**Extracted text**:
────

Currently, wind and solar energy provide about 8 percent of Bulgaria’s electricity, but another two gigawatts of solar are in the pipeline, Stefanov said. Solar energy has advanced mostly because businesses are installing their own panels to lower energy costs. Effectively the entire country has solar potential, according to the International Renewable Energy Agency, and the recently submitted national plan aims to ease the current complicated regulatory process to install panels. Its wind potential, especially offshore in the Black Sea, is also substantial.

After a decade of reluctance to let go of both coal and centralized state energy production, most electricity in Bulgaria still comes from the Maritsa complex and the country’s sole nuclear power plant. The new national energy plan put forward by the caretaker government looks to a more distributed network in the future, said Kaolyan Stoychev, advisor to Deputy Prime Minister Atanas Pekanov, who was responsible for the plan.

“We hope to implement this huge paradigm shift of energy production,” Stoychev said.

The plan still needs to be approved by the EU. The government that forms after the November 14 elections—assuming one does—will pick up the responsibility for implementing it.

Win-win

Ending coal burning would offer clear health benefits to Bulgarians—though the extent of those benefits would depend on whether some other fuel is burned in place of coal. The national energy plan proposes building both a new gas-fired plant and 1.7 gigawatts of renewables.

Although gas has lower health impacts than coal, they aren’t zero, said Vlatka Matkovic, a senior policy officer with the European nonprofit Health & Environment Alliance. Her organization’s assessment calls for the bloc to phase out both coal and gas by 2030.

In Pernik, the Republika plant continues to burn coal. On dry and windy days this past summer, the town was engulfed in dust from the coal ash pit, which was not properly covered.

In 2018, as a way of reducing its coal use, the plant burned a reported 162,752 tons of waste and biomass. It was this experiment that led to the creation of “Breathe, Pernik,” the citizens’ association that is battling the plant.

“There was a smell everywhere,” said Elina Ivanova, who joined the association in 2018. “All of my friends, their kids in the autumn of 2018, they were sick. They had runny noses, coughs, temperatures.” Republika did not respond to requests for interviews for this story.

────

**Extracted records**:

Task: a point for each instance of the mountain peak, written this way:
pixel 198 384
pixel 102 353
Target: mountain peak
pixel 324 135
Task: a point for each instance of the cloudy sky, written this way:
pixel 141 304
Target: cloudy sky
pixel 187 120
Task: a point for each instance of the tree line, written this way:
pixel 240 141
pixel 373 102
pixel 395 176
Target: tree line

────

**Problems to solve**:
a: Rewrite the part of the Bulgaria energy article that opens with the words containing "Although gas has" and closes with "gas by 2030.", using "policy advisor" in place of "senior policy officer".
b: Write the next part of the article on Bulgaria's move away from coal, starting after its final sentence.
The records can be set aside for this work.

**Answers**:
a:
Although gas has lower health impacts than coal, they aren’t zero, said Vlatka Matkovic, a policy advisor with the European nonprofit Health & Environment Alliance. Her organization’s assessment calls for the bloc to phase out both coal and gas by 2030.

b:
More recently, Republika has proposed a permanent switch to burning biomass for up to 70 percent of its fuel needs. The regional environmental inspector has been sitting on the proposal. It hasn’t decided if the plant should be required to perform an environmental impact assessment. In addition to electricity, the plant also supplies heat to many public buildings and residences.


Аn open pit mine sits next to a residential area near Pernik. The mines produce lignite, the least efficient and most polluting type of coal. Image by Nikolay Doychinov. Bulgaria, 2021.

“I have the feeling that the institutions don’t want to point a finger too much against the power plant,” said Meglena Antonova of Greenpeace Bulgaria. “But we feel like the law is very clear about this. If they’re burning such a big amount of biomass, they're still obliged to do the environmental impact assessment.”

Pernik Deputy Mayor Stefan Krastev said he doesn’t support the plan to burn biomass. He’d like to use EU funds to shift the city from centralized power to energy cooperatives, where each neighborhood in the city has its own little power station. He is applying for technical assistance to figure out the best source of energy for the area.

For Ivanova, worried about the air her children breathe, the pace of change feels too slow. She rattles off the list of renewable energy sources that could power her city: solar, wind, geothermal.

“Why don't you just invest now?” Ivanova said, talking about the city government. “When you have the support of the European Union and everything in order to get green energy. They just want to wait.”

“I'm getting angry sometimes because I want to change things,” she said. “I want to change things fast.”